El síndrome de Falcón. Leonardo Valencia
El libro flotante de Caytran Dölphin (2006) se ocupa de la rapidez con que la red va cambiando la expresión verbal— es el novelístico, y en “¿Cuánta patria necesita un novelista?” (hay versiones anteriores de 2002 y 2006) comienza diciendo:
Una novela es inútil si se la lee entendiendo que su naturaleza es la del juego. Y los juegos, a su manera, sabemos que son inútiles, pero no por eso dejan de ser menos importantes. Por lo tanto queda planteada una contradicción: ¿qué importancia tiene para algo inútil como la novela, algo tan importante y “útil” como una patria? ¿Se corresponden o no? ¿O no será que las patrias no son tan importantes y las novelas sí? (p. 254).
Los lectores asiduos de Valencia notarán la consistencia de sus ideas y diversidad teórica en torno a cómo “piensa” la novela y cómo la practica, especialmente al conectar la posición y cuestionamiento citados con los de su erudito ensayo más reciente sobre la problemática de la impresión de totalidad del género, Moneda al aire (la primera edición ecuatoriana de 2017 tiene una estructura diferente, y un subtítulo menos).
Algunos lectores notarán la coincidencia temporal de ese ensayo respecto a la utilidad de los saberes humanistas con el manifiesto posterior La utilidad de lo inútil (2013) de Nuccio Ordine (quien a su vez sugiere indagar en Vargas Llosa, Borges y Cervantes respecto a la lectura y la ficción), especialmente en las acepciones que el profesor italiano le da a su oximorónico título en las comunidades cultas actuales. Como expresa explícitamente el ensayo que me ocupa, su autor ya había pensado en la utilidad, y no solo por no ser parte de ningún tribalismo nuevo o renovado, llámeselo patriarcado, jerarquía, poder o cúpula. El hecho es que en ambos libros de ensayo de Valencia la voz es muy suya y cercana, similar a la de Ordine y otros (George Steiner, Simon Leys en Le studio de l’inutilité de 2012, Christopher Domínguez Michael), como si la claridad moral fuera un solvente que quita las capas de décadas de los pequeños compromisos, decepciones y racionalizaciones de que se compone la vida de un escritor. Según Theodor W. Adorno, no hay que tomar el compromiso demasiado al pie de la letra, pues “si se lo convierte en norma de censura, entonces reaparece aquel momento del control dominante respecto a las obras de arte, al que ellas ya se oponían antes de cualquier compromiso controlable” (p. 321). Diferentes de sus coetáneos anglófonos, los hispanoamericanos sí tienen una idea de qué son el socialismo y el progresismo (en esta época revitalizados por los giros mundiales a la derecha), y de lo que han hecho en el pasado o hacen en sus países o en los vecinos, y no los desean.

LÍNEAS:
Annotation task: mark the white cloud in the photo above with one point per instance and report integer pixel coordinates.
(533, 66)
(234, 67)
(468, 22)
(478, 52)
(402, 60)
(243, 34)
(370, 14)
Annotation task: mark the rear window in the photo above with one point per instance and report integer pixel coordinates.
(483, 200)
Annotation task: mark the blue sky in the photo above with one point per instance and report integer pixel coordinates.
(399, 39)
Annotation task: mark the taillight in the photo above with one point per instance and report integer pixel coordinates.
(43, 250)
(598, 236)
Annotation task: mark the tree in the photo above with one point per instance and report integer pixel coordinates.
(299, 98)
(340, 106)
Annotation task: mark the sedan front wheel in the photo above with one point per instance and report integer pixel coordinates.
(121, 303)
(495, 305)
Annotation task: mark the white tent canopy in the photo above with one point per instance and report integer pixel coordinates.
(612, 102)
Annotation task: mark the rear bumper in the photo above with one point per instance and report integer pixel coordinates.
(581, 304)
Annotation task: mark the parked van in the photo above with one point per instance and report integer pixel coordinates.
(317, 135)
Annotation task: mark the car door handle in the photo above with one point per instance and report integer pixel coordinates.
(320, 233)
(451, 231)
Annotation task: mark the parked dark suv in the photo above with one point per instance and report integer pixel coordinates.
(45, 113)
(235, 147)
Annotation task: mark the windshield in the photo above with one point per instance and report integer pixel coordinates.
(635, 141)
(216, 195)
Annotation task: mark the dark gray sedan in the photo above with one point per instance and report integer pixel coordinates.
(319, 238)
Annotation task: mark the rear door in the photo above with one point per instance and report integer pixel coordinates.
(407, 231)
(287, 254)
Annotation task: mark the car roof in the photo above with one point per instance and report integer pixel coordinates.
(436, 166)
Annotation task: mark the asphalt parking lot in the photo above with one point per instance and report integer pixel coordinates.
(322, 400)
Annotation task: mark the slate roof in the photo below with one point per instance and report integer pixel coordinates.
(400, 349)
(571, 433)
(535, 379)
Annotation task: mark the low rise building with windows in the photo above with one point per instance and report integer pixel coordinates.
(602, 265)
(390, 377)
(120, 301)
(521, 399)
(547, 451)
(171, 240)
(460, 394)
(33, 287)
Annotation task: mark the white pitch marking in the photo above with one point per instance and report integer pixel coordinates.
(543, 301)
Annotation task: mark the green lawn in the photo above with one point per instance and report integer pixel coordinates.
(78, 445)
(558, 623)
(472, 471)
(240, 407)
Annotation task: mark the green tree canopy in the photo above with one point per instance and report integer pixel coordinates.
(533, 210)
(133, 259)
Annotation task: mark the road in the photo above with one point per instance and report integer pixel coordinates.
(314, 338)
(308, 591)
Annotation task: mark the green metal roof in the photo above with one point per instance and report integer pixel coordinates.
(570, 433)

TAREAS PROPUESTAS:
1/ ¿En qué año se publicó el manifiesto La utilidad de lo inútil de Nuccio Ordine, según el texto sobre Leonardo Valencia?
2/ Devuelve sin ningún cambio el fragmento del texto sobre Leonardo Valencia que empieza con las palabras "Los lectores asiduos" y termina con "un subtítulo menos).".
3/ Escribe la parte que sigue al final del texto sobre Leonardo Valencia.
Las líneas son un material aparte, independiente del texto sobre Leonardo Valencia.

RESPUESTAS POR TAREA:
1/ En 2013.

2/
Los lectores asiduos de Valencia notarán la consistencia de sus ideas y diversidad teórica en torno a cómo “piensa” la novela y cómo la practica, especialmente al conectar la posición y cuestionamiento citados con los de su erudito ensayo más reciente sobre la problemática de la impresión de totalidad del género, Moneda al aire (la primera edición ecuatoriana de 2017 tiene una estructura diferente, y un subtítulo menos).

3/
En ese contexto Moneda al aire —que en ningún momento se refiere a Jeremy Bentham, padre del utilitarismo, o a su noción de que todo acto humano, norma o institución, deben ser juzgados según su utilidad, o sea según el placer o el sufrimiento que producen en las personas— parece menos un avatar de una experiencia generacional y más el ensayo de un literato que nuevamente se encuentra fuera de ella, como ocurre con El síndrome de Falcón. En un proyecto inédito sobre el boom la comparatista argentina Claudia Gilman asevera con razón, y en especial si se tiene en cuenta el estado de la crítica de la novela en el Ecuador, “Después de todo, es la relación que cada quien guarda con su propio presente la que lo incita a hacer afirmaciones del tipo: ‘la novela no es planta apta para aclimatarse en América’, o a ver novelas por todas partes”.3 Ese tipo de provincianismo (del que hubo numerosas muestras latinoamericanas, e incluso cierto triunfalismo respecto a novelistas que se “adelantaron” a Cien años de soledad), más el contexto de las interminables muertes y resurrecciones de las artes de narrar, impulsó a Valencia a explayarse ensayísticamente sobre ambos género, aun antes de practicarlos simultáneamente. Él se encuentra pues en todavía otra ocasión mundializada en que los bien publicados celebran los logros de la novela tienen en el aire novelistas que hablan de la crisis del género.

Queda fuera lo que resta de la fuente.